EXTRACTED INFORMATION below:

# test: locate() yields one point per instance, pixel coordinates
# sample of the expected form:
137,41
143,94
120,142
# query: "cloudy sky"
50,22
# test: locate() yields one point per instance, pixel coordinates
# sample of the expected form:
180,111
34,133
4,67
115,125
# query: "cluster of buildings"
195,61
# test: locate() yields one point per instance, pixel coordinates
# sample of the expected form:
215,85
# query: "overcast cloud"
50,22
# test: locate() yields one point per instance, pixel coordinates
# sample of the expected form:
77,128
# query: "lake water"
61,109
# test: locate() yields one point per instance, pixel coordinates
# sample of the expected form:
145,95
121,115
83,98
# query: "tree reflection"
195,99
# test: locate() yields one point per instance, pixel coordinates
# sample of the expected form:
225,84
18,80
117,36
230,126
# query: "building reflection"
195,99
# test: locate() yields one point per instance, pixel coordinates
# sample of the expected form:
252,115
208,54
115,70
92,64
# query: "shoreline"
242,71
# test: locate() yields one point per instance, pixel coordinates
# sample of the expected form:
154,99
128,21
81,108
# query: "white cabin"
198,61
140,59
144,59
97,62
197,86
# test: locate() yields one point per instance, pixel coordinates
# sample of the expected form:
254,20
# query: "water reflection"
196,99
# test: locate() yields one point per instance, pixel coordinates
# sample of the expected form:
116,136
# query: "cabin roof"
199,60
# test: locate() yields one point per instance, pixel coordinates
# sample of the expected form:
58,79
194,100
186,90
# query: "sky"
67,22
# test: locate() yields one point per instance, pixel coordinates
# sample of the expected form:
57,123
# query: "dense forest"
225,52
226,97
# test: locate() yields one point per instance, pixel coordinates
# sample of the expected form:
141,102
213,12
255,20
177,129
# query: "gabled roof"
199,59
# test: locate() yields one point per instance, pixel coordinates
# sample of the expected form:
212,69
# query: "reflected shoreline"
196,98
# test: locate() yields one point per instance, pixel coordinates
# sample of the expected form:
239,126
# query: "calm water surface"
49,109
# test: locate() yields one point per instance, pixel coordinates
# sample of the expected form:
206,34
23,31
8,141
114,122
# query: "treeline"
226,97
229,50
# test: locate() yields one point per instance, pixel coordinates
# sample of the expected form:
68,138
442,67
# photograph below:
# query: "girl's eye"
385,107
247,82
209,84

End of EXTRACTED INFORMATION.

- TASK TO CARRY OUT:
Could you repeat the listing above, exactly as it is shown?

- WRITTEN REPLY:
# test: locate() yields one point per instance, pixel coordinates
# sample of the expected form:
137,41
143,94
120,142
# query: "cloudy sky"
50,22
# test: locate() yields one point per instance, pixel coordinates
# sample of the expected form:
180,111
34,133
4,67
115,125
# query: "cluster of buildings"
195,61
# test: locate() yields one point per instance, pixel coordinates
# sample of the expected form:
215,85
# query: "overcast cloud"
50,22
# test: locate() yields one point per instance, pixel coordinates
# sample of the expected form:
77,128
# query: "lake water"
61,109
# test: locate() yields one point per instance, pixel coordinates
# sample of the expected form:
145,95
121,115
83,98
# query: "tree reflection"
195,99
# test: locate() yields one point per instance, pixel coordinates
# sample of the expected form:
225,84
18,80
117,36
230,126
# query: "building reflection"
195,99
# test: locate() yields one point per instance, pixel coordinates
# sample of the expected form:
252,115
208,54
115,70
92,64
# query: "shoreline"
242,71
# test: locate() yields one point per instance, pixel coordinates
# sample of the expected form:
154,99
128,21
81,108
# query: "white cabin"
198,61
140,59
144,59
97,62
197,86
# test: locate() yields one point per instance, pixel coordinates
# sample of the expected form:
254,20
# query: "water reflection"
196,99
# test: locate() yields one point per instance, pixel coordinates
# sample of the expected form:
116,136
# query: "cabin roof"
199,60
# test: locate() yields one point per instance, pixel coordinates
# sample of the expected form:
58,79
194,100
186,90
# query: "sky"
67,22
# test: locate() yields one point per instance, pixel coordinates
# sample of the expected form:
57,123
# query: "dense forest"
225,52
226,97
# test: locate() yields one point per instance, pixel coordinates
# sample of the expected form:
141,102
213,12
255,20
177,129
# query: "gabled roof"
199,59
# test: locate() yields one point per instance, pixel coordinates
# sample of the expected form:
212,69
# query: "reflected shoreline"
196,98
# test: locate() yields one point per instance, pixel coordinates
# sample of the expected form:
239,126
# query: "calm water surface"
49,109
# test: locate() yields one point per instance, pixel coordinates
# sample of the expected form:
206,34
23,31
8,141
114,122
# query: "treeline"
226,97
229,50
# test: locate() yields one point per instance, pixel coordinates
# sample of the expected form:
68,138
442,67
# photograph below:
# query: "girl's eye"
385,107
247,82
209,84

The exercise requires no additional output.